- **Extrait choisi**:
▬▬▬▬▬▬
Mesdames, Messieurs,
Je vous remercie d'être présent aujourd'hui, à cette heure matinale, pour parler de réforme de l'Etat, et pour traiter en profondeur de la complexité des procédures administratives, et la charge financière qu'elle induit pour les entreprises que vous représentez.
I Votre comité est exemplaire. Je veux que les usagers soient systématiquement associés à la réforme de l'Etat
1. C'est aujourd'hui la sixième réunion du comité depuis sa création il y a un an, et je suis impressionné par la qualité et l'ampleur des progrès accomplis.
- Je suis convaincu que la participation active des entreprises est un facteur essentiel de succès. Nous ne moderniserons l'Etat au profit des usagers que si nous dialoguons et que tout le monde s'implique ;
- Je considère que la présence de Joeren NIJLAND qui nous fait bénéficier de l'expérience des Pays-Bas en matière de modernisation est une chance pour nous. Je le remercie de l'aide qu'il apporte. Chaque pays a ses spécificités, mais les modèles étrangers sont une source d'inspiration, et démontrent comment la réforme de l'Etat peut réussir.
- Enfin, le professeur Bernard COLASSE apporte un soutien scientifique. Je considère également cet aspect comme fondamental, la réussite de la réforme de l'Etat exige une réflexion de fond, dans la durée.
- Enfin, le travail en réseau des administrations a été exemplaire lui aussi.
2. Je viens de proposer à l'assemblée permanente des chambres d'agriculture de nous rejoindre, et je salue son représentant. Les régimes que nous étudions portent pour une bonne part sur le secteur agricole, et il est indispensable que les entreprises concernées soient associées en tant que telles.
3. Ce que j'attends maintenant de notre comité, c'est de poursuivre les travaux sur la complexité des procédures administratives pour les entreprises, dans le cadre de la nouvelle impulsion que j'ai décidé de donner à la réforme de l'Etat.
- Je souhaite que chacun, tant les entreprises que les administrations, continue à participer au projet, dans un constant esprit de dialogue ;
- Je demande aux représentants des entreprises de relayer au maximum les enjeux de la réforme de l'Etat auprès des milieux économiques, car il s'agit d'un sujet politique essentiel et qui doit être traité comme tel.
▬▬▬▬▬▬
- **Entrées de l'exercice**:
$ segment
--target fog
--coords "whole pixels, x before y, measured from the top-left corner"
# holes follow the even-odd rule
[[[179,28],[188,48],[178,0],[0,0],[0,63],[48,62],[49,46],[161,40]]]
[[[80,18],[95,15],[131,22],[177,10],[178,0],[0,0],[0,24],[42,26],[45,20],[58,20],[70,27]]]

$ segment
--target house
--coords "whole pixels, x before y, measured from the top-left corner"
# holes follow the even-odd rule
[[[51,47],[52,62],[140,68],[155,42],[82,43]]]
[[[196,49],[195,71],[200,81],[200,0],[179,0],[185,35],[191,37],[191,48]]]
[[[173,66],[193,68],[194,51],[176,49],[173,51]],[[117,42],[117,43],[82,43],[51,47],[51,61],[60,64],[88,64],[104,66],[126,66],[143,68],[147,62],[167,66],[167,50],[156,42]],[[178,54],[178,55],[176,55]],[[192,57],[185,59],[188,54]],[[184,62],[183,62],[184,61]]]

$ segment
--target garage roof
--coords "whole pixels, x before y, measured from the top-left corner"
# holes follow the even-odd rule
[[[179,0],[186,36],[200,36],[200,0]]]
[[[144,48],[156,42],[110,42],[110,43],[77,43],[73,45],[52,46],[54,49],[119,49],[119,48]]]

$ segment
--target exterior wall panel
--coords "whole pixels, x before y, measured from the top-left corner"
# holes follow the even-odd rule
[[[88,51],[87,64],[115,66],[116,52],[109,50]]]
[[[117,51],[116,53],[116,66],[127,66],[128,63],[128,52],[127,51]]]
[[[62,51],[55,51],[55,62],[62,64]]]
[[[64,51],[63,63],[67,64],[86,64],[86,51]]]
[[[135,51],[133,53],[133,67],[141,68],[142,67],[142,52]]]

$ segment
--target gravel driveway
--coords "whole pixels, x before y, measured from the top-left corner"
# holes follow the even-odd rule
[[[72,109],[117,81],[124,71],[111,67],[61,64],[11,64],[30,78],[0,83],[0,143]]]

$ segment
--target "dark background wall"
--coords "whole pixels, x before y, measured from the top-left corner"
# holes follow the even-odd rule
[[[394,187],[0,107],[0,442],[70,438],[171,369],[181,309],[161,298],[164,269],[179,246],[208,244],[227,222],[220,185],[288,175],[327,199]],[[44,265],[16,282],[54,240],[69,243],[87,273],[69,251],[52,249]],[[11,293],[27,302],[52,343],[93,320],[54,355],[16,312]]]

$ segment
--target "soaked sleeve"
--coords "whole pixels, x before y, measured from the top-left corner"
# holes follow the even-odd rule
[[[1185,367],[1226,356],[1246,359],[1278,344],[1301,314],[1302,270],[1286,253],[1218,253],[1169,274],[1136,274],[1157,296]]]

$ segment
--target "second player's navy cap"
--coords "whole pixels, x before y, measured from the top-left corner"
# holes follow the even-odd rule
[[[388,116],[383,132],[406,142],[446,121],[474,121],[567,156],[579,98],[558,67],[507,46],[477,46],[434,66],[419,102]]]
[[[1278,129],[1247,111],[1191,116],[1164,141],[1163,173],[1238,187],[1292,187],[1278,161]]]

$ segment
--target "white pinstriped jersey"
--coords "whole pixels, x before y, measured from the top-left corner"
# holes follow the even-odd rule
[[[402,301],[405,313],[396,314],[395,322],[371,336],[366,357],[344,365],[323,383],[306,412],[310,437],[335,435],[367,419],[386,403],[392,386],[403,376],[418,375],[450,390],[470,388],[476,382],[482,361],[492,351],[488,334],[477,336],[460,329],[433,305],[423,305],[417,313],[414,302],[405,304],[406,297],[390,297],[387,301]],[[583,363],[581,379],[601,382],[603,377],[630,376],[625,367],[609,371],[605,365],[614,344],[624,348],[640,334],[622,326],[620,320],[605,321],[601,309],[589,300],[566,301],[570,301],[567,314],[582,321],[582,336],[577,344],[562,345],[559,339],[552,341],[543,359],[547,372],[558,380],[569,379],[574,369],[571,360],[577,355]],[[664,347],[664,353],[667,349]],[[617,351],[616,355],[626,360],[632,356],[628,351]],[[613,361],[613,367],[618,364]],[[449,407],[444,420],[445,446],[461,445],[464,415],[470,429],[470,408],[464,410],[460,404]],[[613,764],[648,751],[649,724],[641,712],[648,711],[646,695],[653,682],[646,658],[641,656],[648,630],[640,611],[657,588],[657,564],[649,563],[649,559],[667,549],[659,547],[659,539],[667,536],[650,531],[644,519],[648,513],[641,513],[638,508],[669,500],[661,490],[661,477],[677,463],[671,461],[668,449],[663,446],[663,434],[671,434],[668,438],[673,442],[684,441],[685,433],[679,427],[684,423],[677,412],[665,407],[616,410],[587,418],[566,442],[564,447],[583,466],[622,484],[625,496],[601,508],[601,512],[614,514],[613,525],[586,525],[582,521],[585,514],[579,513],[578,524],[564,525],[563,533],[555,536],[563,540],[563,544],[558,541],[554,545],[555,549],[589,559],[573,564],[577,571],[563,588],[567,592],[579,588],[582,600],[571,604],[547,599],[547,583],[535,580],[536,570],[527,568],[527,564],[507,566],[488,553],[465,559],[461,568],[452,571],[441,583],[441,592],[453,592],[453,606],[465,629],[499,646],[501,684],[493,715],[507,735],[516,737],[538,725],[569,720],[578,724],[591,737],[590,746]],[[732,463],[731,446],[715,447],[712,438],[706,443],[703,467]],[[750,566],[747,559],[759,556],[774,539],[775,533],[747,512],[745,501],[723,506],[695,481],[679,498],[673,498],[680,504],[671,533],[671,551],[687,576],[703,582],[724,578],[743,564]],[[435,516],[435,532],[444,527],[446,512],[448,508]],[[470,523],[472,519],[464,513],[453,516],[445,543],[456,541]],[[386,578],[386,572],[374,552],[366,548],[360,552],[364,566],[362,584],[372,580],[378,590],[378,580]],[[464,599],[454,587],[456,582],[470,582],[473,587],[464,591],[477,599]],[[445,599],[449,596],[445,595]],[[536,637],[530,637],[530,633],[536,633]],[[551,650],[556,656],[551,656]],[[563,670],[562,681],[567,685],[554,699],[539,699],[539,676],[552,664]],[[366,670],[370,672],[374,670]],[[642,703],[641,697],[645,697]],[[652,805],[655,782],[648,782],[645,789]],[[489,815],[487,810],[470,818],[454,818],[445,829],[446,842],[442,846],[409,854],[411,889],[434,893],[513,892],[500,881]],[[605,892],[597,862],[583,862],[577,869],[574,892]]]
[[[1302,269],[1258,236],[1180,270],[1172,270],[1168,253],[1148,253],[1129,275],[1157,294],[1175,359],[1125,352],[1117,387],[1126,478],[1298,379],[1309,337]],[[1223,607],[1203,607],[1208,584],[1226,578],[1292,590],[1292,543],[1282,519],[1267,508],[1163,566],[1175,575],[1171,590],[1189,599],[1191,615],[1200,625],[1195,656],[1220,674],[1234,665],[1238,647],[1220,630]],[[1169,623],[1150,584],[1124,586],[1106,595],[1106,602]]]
▬▬▬▬▬▬
- **Objectif 1**:
D'après l'extrait choisi, répondez brièvement :
(a) Quel est le rang de la réunion de ce jour parmi celles du comité depuis sa création ?
(b) De quel pays Joeren NIJLAND fait-il bénéficier l'expérience en matière de modernisation ?
(c) Quelle instance l'orateur vient-il d'inviter à rejoindre le comité ?
- **Objectif 2**:
Relevez toutes les lignes des entrées où figure la chaîne "target".
Le texte et les entrées n'ont aucun lien entre eux.

- **Solution complète 1**:
(a) C'est la sixième réunion du comité depuis sa création, il y a un an.
(b) Les Pays-Bas.
(c) L'assemblée permanente des chambres d'agriculture.

- **Solution complète 2**:
--target fog
--target house
--target garage roof
--target exterior wall panel
--target gravel driveway
--target "dark background wall"
--target "soaked sleeve"
--target "second player's navy cap"
--target "white pinstriped jersey"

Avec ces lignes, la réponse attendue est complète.